### EXERCISE GOAL
Provide the data again in its entirety, exactly as given.
━━ PROVIDED INFORMATION
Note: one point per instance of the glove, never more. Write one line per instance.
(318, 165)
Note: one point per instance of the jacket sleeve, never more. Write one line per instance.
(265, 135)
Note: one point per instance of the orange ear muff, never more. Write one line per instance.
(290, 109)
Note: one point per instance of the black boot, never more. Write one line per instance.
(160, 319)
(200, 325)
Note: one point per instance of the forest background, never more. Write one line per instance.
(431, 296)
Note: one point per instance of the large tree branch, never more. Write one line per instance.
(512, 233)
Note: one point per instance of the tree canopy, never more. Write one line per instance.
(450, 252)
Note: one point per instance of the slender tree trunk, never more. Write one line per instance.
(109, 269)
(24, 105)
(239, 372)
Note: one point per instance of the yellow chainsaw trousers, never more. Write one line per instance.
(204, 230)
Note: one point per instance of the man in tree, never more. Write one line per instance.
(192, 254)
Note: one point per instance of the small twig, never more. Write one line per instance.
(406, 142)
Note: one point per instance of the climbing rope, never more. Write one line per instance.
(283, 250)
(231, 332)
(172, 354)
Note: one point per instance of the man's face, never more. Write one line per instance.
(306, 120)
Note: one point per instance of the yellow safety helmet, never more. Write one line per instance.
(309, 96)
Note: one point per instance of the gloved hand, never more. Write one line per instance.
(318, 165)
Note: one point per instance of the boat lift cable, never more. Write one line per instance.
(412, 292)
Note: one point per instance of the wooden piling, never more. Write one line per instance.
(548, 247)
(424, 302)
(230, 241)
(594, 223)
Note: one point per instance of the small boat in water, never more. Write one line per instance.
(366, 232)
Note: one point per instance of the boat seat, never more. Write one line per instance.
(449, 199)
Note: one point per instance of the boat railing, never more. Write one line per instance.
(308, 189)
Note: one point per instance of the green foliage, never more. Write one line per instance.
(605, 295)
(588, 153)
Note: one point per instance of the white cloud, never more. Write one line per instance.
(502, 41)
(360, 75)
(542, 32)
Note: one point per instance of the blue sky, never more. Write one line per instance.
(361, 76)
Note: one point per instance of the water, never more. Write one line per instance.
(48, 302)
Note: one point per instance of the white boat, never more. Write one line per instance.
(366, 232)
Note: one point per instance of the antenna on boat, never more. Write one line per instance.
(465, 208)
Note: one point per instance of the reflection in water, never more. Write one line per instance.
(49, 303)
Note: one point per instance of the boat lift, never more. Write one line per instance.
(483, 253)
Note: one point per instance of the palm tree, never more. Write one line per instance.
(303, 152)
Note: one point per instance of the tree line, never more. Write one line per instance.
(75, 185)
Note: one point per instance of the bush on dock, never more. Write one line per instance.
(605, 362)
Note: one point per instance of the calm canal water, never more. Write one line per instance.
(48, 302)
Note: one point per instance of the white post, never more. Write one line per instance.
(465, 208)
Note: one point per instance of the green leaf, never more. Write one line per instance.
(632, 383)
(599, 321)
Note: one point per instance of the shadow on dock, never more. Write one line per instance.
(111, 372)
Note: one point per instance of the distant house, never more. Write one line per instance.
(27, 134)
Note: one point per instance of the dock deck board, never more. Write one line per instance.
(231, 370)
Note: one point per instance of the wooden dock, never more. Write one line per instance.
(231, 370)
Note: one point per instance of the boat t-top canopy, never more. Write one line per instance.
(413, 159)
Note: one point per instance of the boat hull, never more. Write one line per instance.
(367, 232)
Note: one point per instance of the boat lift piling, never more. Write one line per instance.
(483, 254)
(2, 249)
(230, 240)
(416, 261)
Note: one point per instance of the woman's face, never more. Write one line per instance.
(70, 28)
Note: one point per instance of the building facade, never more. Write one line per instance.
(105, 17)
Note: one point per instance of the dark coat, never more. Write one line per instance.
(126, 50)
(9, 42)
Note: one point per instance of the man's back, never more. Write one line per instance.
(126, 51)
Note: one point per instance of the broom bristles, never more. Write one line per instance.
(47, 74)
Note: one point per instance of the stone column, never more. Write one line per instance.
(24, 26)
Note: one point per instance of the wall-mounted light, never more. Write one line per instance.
━━━━
### SOLUTION
Note: one point per instance of the glove, never more. Write one line per instance.
(318, 165)
Note: one point per instance of the jacket sleeve, never more. Write one line per instance.
(265, 135)
Note: one point per instance of the orange ear muff, never more. Write one line per instance.
(290, 109)
Note: one point per instance of the black boot, never more. Write one line per instance.
(160, 319)
(200, 325)
Note: one point per instance of the forest background, never more. Write one line per instance.
(431, 296)
Note: one point per instance of the large tree branch, never more. Write one line per instance.
(512, 233)
Note: one point per instance of the tree canopy, never more. Write one line per instance.
(450, 252)
Note: one point per instance of the slender tree trunk, never more. Write one line per instance.
(109, 269)
(24, 105)
(239, 372)
Note: one point per instance of the yellow chainsaw trousers, never more. Write one line per instance.
(204, 230)
Note: one point per instance of the man in tree, never more. Write one line per instance.
(192, 254)
Note: one point per instance of the small twig, never more. Write one line per instance.
(406, 142)
Note: one point per instance of the climbing rope, never more. Write one line per instance.
(283, 250)
(231, 332)
(172, 354)
Note: one point per instance of the man's face, never more. Write one line per instance.
(306, 120)
Note: one point per instance of the yellow safety helmet, never more. Write one line per instance.
(309, 96)
Note: one point per instance of the gloved hand, never more. Write one line per instance.
(318, 165)
Note: one point per instance of the boat lift cable, never more. Write one line per instance.
(412, 292)
Note: one point per instance of the wooden piling, never more. Write one line per instance.
(548, 247)
(424, 302)
(230, 241)
(594, 223)
Note: one point per instance of the small boat in water, never more. Write one line per instance.
(366, 232)
Note: one point per instance of the boat seat, never more. Write one line per instance.
(449, 199)
Note: one point per instance of the boat railing, never more. Write one line per instance.
(308, 189)
Note: one point per instance of the green foliage, never more. Write one line per instance.
(605, 295)
(588, 153)
Note: one point per instance of the white cloud, never more. Write one line per instance.
(502, 41)
(360, 75)
(542, 32)
Note: one point per instance of the blue sky, never more. Write one line per instance.
(361, 76)
Note: one point per instance of the water, never more. Write one line per instance.
(48, 302)
Note: one point per instance of the white boat, never more. Write one line per instance.
(366, 232)
Note: one point per instance of the antenna on boat, never more. Write one line per instance.
(465, 208)
Note: one point per instance of the reflection in water, never more. Write one line per instance.
(49, 303)
Note: one point per instance of the boat lift, never more. Write one line per instance.
(483, 253)
Note: one point per instance of the palm tree, never more. Write one line per instance.
(303, 152)
Note: one point per instance of the tree line, never more. Write one line per instance.
(75, 185)
Note: one point per instance of the bush on dock, never more. Write one line per instance.
(605, 362)
Note: one point per instance of the calm canal water, never more. Write one line per instance.
(48, 302)
Note: one point per instance of the white post, never more. Write one line per instance.
(465, 208)
Note: one point per instance of the green leaf, never more. Write one line per instance.
(632, 383)
(599, 321)
Note: one point per instance of the shadow on dock, never more. Write one line per instance.
(111, 372)
Note: one point per instance of the distant house, never more. Write one line per instance.
(27, 134)
Note: one point per instance of the dock deck board, never more. Write one line per instance.
(231, 370)
Note: one point per instance of the wooden dock, never more. Write one line per instance.
(231, 370)
Note: one point per instance of the boat t-top canopy, never more. Write one line per instance.
(413, 159)
Note: one point per instance of the boat hull, never more. Write one line per instance.
(367, 232)
Note: one point per instance of the boat lift piling, never more. Write one line per instance.
(483, 254)
(2, 249)
(230, 240)
(416, 261)
Note: one point per instance of the woman's face, never more. Write one line per instance.
(70, 28)
Note: one point per instance of the building facade, never more. Write one line per instance.
(105, 17)
Note: one point per instance of the dark coat, never more. Write one line per instance.
(126, 50)
(9, 42)
Note: one point per instance of the man's back, never more. Write one line per instance.
(126, 51)
Note: one point per instance of the broom bristles, never more. Write one line per instance.
(47, 74)
Note: one point per instance of the stone column, never more. Write one line per instance.
(24, 26)
Note: one point per instance of the wall-mounted light, never more. Write one line per instance.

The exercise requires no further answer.